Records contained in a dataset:
● ● ● ● ●

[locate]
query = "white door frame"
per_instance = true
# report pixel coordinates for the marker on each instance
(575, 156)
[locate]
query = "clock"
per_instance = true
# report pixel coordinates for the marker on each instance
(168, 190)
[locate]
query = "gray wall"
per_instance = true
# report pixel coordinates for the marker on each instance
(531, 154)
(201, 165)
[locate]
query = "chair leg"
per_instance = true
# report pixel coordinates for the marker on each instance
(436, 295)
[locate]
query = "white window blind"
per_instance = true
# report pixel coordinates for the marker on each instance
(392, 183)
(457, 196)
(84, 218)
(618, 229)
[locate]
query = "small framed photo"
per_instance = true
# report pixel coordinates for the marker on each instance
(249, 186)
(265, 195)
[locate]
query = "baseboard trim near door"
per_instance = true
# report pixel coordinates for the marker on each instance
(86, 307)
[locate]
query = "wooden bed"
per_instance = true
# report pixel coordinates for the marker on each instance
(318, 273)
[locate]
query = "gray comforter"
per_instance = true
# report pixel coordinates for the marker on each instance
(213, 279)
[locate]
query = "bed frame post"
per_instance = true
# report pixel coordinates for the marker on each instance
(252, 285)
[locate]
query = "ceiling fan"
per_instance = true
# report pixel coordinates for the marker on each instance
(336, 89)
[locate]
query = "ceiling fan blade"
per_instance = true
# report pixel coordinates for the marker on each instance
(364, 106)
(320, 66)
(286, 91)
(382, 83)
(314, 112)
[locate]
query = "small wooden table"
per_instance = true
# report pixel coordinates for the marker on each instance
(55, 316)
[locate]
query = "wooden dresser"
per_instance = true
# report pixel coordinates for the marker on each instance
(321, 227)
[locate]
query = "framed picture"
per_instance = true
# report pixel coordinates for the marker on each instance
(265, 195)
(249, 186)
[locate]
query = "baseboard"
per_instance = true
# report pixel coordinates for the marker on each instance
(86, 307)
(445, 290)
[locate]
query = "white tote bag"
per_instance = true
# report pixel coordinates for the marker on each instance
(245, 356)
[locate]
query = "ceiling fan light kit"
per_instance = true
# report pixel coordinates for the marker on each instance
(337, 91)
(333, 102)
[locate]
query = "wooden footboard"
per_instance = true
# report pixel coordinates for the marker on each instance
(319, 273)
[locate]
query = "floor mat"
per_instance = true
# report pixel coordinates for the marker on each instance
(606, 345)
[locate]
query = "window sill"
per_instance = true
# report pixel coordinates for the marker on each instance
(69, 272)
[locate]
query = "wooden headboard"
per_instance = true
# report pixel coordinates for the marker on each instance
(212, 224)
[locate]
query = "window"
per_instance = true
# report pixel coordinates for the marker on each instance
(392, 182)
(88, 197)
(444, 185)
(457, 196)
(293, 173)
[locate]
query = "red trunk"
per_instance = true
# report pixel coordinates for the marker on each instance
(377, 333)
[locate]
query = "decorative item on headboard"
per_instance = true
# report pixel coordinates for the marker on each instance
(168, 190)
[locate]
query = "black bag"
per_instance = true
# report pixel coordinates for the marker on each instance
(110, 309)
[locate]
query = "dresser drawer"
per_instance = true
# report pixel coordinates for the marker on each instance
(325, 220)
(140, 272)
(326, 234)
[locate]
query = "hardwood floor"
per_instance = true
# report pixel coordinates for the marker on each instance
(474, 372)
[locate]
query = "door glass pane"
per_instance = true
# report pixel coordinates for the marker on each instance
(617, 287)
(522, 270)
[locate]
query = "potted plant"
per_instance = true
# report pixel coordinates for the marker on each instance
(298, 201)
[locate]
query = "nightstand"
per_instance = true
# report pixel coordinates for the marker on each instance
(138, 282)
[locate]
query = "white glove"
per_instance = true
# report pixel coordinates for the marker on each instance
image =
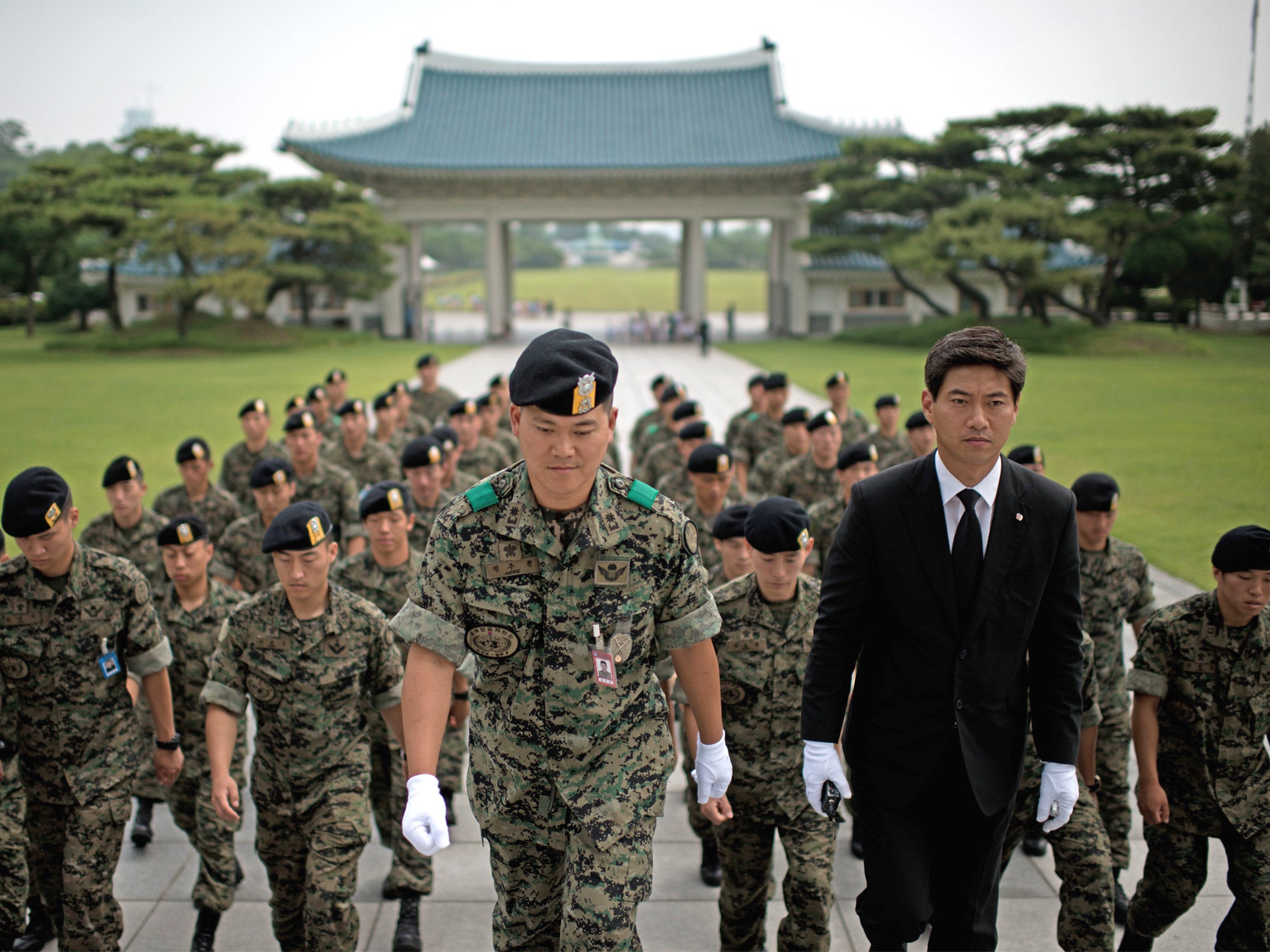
(1059, 794)
(425, 819)
(713, 772)
(819, 764)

● ● ● ● ●

§ Given task
Write the listing out a second time exactly, dropping all images.

§ Solved problem
[locate]
query = "white door frame"
per_instance = true
# report pixel coordinates for the marker on each instance
(575, 156)
[locate]
query = "clock"
per_instance = true
# report pixel coordinates for the marker on each instance
(168, 190)
[locate]
query = "gray wall"
per_instance = true
# report pixel coordinates for the marker on each instance
(531, 154)
(201, 165)
[locate]
query = "chair leg"
per_instance = true
# report pixel coordinates for the marker on each instance
(436, 295)
[locate]
query = "white window blind"
per_instance = true
# report pixel coordinates for the marker on each instance
(392, 183)
(457, 196)
(84, 218)
(618, 229)
[locate]
query = "small framed photo"
per_instance = true
# report pixel coordinates for the marker on each instance
(249, 186)
(265, 195)
[locate]
query = "baseboard trim near door"
per_instance = true
# report pixel coordinates for the marker on each instance
(86, 307)
[locate]
query = "wooden bed"
per_instance = true
# report pixel coordinates for the marker on each instance
(318, 273)
[locate]
query = "gray comforter"
per_instance = true
# report pixel coordinates for the marker on each instance
(213, 279)
[locate]
query = "bed frame post"
per_instance = true
# report pixel coordinates for the marker on each instance
(252, 285)
[locate]
query = "ceiling fan"
per_instance = true
# report pixel coordinates for the marker on each instance
(336, 89)
[locate]
query = "ceiling fan blade"
per_instance = true
# report pixel coordinates for the marker on each instance
(364, 106)
(320, 66)
(286, 91)
(382, 83)
(314, 112)
[locate]
query = "small wooden table"
per_instance = true
# report pixel coordinates for the marker on each instance
(55, 316)
[locate]
query = "wooden dresser"
per_instance = true
# report pixel coordinates for the marker on each instance
(321, 227)
[locate]
query = "framed picture"
per_instance = true
# report pixel coordinates for the marker on each instance
(265, 195)
(249, 186)
[locate]
query = "baseboard"
per_instance = true
# report pixel coordinates for the marker on each instance
(86, 307)
(445, 290)
[locate]
query = "white tote bag"
per_instance = true
# report pixel coordinates for the marker on each instance
(245, 356)
[locate]
query = "ceiling fan light kit"
per_instance = true
# report pixel coordinates for the marker on each instance
(337, 91)
(333, 102)
[locate]
query = "wooden footboard"
per_instance = true
# report pixel coordinates for the marker on each instance
(319, 273)
[locate]
query = "floor mat"
per_instance = true
# report pixel coordinates for the marker on each instance
(606, 345)
[locate]
query = "window sill"
per_instance = true
# report pixel coordinates for the marker on each instance
(69, 272)
[locate]
query = "wooden headboard"
per_instance = true
# report pixel coordinates for the marker on each instance
(212, 224)
[locate]
query = "window"
per_instance = true
# report pixel coordinates for the marker on each instance
(392, 182)
(88, 197)
(444, 185)
(457, 196)
(293, 173)
[locate]
query = "red trunk"
per_instance = true
# report pixel coordinates for the marker on each instance
(377, 333)
[locate]
query = "decorative item on headboard"
per_instance = true
# report pixel coordinates for the marker on each instance
(168, 190)
[locate]
query = "black bag"
per_instance = true
# report pixel coordinates for the marker on each instance
(110, 309)
[locate]
query = "dresser drawer"
per_instance = true
# report pixel coordinates for the marker on each instance
(325, 220)
(140, 272)
(326, 234)
[locate]
query = "hardwood floor"
per_instance = true
# report pixel coordinates for the marker on each instance
(474, 372)
[locate]
query = "door glass pane"
per_instance = true
# report pixel coordinates for the marker on each instance
(617, 287)
(522, 270)
[locate]
query = "potted plant"
per_instance = true
# report pixel coordinates for the marker on each instance
(298, 201)
[locate]
query = "nightstand"
per_instance = true
# report pixel coordinates for the marker on each instance
(138, 282)
[locate]
query = "white glove"
per_instance = true
# report pixel coordinates for the marker on each instance
image =
(1059, 794)
(425, 819)
(713, 772)
(819, 764)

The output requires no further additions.